(The request): Please rewrite the items from the start through the line containing "348], [234, 350]]", replacing "tail fin" with "vertical stabilizer" and leaving everything else unchanged.

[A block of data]
-------------------------
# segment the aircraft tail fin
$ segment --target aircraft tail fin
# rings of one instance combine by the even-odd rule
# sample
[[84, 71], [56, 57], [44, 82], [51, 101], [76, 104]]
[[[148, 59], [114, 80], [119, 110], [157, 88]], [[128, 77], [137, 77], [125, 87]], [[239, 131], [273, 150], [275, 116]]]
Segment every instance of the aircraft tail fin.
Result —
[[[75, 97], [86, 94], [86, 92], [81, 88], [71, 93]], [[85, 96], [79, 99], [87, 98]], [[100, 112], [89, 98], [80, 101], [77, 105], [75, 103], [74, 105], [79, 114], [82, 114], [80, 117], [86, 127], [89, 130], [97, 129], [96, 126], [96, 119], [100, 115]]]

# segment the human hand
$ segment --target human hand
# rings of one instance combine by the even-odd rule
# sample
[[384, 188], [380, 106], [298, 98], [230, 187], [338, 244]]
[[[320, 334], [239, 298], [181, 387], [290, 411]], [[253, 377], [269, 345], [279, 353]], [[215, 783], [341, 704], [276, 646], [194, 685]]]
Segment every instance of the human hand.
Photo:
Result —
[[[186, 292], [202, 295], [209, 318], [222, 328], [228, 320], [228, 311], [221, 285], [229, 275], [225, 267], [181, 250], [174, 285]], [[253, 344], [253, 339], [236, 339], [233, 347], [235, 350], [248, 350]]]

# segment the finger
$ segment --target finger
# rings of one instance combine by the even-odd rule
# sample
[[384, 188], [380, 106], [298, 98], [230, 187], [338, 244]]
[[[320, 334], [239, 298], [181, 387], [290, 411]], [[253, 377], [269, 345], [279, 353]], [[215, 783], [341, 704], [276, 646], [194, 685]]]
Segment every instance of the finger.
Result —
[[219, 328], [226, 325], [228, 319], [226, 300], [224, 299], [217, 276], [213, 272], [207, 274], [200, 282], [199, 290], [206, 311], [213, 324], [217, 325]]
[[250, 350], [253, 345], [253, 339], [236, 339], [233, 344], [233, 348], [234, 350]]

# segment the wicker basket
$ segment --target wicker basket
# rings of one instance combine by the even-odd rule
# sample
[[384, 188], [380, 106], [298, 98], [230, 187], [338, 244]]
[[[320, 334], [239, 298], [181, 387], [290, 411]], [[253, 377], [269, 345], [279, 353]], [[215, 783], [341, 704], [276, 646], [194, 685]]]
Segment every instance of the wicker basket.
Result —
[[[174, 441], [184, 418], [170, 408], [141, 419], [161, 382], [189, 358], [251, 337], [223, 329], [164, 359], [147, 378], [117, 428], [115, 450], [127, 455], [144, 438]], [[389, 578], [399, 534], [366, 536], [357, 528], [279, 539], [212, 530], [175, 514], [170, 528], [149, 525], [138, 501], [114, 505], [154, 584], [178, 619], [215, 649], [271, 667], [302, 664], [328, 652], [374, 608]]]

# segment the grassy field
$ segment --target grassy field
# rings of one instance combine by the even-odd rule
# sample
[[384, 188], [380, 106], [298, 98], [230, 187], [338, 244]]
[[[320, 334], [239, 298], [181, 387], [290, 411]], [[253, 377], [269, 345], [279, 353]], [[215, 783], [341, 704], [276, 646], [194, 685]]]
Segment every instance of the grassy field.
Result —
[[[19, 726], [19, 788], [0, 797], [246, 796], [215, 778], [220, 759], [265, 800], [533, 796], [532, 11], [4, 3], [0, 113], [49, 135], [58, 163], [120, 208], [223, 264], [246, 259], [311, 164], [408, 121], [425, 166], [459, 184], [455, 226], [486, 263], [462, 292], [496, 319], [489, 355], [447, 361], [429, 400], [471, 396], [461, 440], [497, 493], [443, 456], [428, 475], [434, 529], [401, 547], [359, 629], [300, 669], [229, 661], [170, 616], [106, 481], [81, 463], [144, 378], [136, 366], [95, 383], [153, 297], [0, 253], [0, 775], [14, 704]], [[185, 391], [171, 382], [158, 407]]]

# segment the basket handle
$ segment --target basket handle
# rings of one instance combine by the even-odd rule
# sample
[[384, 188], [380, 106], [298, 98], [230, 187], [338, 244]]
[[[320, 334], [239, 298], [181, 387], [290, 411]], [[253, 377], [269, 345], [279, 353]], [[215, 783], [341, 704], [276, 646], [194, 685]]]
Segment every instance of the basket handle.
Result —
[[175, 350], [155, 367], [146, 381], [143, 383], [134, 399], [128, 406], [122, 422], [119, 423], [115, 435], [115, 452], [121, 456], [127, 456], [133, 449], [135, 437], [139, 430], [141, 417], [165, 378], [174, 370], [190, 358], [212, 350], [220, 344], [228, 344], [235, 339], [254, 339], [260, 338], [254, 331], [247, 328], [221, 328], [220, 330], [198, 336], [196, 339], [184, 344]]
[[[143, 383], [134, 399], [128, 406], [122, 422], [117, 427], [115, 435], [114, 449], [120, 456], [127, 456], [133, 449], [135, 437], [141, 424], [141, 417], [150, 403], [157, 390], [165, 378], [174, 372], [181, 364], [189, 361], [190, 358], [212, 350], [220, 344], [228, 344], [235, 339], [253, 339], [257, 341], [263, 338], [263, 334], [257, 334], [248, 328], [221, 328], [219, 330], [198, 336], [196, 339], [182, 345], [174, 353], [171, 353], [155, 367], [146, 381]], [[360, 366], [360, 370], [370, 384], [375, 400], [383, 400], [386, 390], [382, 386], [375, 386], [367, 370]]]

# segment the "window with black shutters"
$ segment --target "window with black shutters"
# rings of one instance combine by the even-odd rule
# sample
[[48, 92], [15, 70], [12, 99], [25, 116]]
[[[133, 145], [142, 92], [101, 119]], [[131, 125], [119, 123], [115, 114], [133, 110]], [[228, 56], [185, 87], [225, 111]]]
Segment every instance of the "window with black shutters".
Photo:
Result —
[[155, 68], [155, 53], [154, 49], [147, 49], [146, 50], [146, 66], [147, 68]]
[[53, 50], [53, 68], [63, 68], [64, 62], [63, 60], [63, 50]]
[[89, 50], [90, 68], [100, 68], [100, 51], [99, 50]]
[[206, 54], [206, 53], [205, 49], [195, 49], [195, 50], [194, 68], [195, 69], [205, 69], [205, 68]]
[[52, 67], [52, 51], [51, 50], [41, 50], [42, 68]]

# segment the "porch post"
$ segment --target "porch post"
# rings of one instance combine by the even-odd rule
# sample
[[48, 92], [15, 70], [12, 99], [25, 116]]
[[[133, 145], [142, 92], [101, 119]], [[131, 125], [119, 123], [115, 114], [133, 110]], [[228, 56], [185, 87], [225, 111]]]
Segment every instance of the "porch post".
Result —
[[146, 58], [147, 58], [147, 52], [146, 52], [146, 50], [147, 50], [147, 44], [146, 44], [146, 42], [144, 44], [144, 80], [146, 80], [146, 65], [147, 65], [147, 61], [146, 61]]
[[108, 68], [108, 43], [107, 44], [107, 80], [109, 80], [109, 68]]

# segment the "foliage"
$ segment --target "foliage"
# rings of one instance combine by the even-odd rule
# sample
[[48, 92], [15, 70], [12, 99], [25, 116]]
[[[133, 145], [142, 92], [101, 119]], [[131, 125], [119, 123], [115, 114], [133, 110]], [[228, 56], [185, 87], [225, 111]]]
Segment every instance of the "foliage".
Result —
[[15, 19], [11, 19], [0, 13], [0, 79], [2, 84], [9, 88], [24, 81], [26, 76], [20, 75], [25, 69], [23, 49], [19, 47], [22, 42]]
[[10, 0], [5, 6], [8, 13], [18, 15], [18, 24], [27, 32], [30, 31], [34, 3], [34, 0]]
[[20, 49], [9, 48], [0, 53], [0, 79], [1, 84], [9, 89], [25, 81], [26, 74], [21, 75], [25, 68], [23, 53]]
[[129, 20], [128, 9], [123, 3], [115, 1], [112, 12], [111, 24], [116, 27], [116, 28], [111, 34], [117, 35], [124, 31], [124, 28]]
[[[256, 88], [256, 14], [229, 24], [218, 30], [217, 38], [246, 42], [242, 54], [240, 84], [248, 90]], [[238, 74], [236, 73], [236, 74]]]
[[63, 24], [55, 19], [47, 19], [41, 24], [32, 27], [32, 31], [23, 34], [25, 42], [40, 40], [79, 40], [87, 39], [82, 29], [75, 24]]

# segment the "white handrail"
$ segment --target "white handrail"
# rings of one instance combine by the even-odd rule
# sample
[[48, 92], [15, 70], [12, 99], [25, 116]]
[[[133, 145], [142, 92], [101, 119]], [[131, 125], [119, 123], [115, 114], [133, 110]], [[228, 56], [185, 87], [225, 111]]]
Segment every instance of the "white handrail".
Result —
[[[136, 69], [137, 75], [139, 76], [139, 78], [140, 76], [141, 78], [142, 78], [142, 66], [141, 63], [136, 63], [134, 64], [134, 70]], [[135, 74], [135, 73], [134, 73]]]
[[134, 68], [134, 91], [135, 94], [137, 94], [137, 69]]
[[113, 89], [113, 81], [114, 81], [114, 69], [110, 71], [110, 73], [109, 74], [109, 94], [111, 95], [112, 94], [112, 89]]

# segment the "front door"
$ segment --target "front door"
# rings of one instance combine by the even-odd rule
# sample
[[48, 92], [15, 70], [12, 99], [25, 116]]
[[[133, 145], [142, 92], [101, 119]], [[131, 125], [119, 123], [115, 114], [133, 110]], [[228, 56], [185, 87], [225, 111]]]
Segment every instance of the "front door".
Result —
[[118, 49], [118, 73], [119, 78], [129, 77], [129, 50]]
-------------------------
(Task result):
# segment the aircraft vertical stabilizer
$ segment --target aircraft vertical stabilizer
# rings of one instance combine by the even-odd rule
# sample
[[84, 71], [56, 57], [44, 82], [51, 101], [76, 104]]
[[[148, 59], [114, 80], [119, 110], [157, 88]], [[128, 77], [137, 77], [125, 87]], [[239, 131], [273, 150], [275, 116]]]
Segment every instance of the aircraft vertical stabilizer.
Result —
[[[75, 97], [86, 94], [86, 92], [81, 88], [71, 93]], [[85, 96], [79, 99], [87, 98]], [[100, 112], [89, 98], [80, 101], [77, 105], [75, 103], [74, 105], [79, 114], [82, 114], [80, 117], [86, 127], [89, 130], [97, 129], [96, 126], [96, 119], [100, 115]]]

# segment the human hand
$ segment --target human hand
# rings of one instance combine by the even-odd rule
# sample
[[384, 188], [380, 106], [298, 98], [230, 187], [338, 244]]
[[[320, 334], [239, 298], [181, 387], [290, 411]], [[253, 377], [269, 345], [279, 353]], [[215, 783], [341, 704], [276, 646], [194, 685]]]
Segment every instance of the human hand.
Photo:
Result —
[[[186, 292], [202, 295], [209, 318], [222, 328], [228, 320], [228, 311], [221, 285], [229, 275], [225, 267], [181, 250], [174, 285]], [[253, 344], [253, 339], [236, 339], [233, 347], [235, 350], [248, 350]]]

# segment the finger
$ segment --target finger
# rings of one instance combine by the even-odd rule
# sample
[[384, 188], [380, 106], [298, 98], [230, 187], [338, 244]]
[[[320, 334], [239, 298], [181, 387], [290, 411]], [[253, 377], [269, 345], [279, 353]], [[215, 783], [341, 704], [276, 646], [194, 685]]]
Segment every instance of the finger.
Result —
[[219, 328], [226, 325], [228, 319], [226, 300], [224, 299], [217, 276], [213, 272], [207, 274], [200, 282], [199, 290], [206, 311], [213, 324], [217, 325]]
[[250, 350], [253, 345], [253, 339], [236, 339], [233, 344], [233, 348], [234, 350]]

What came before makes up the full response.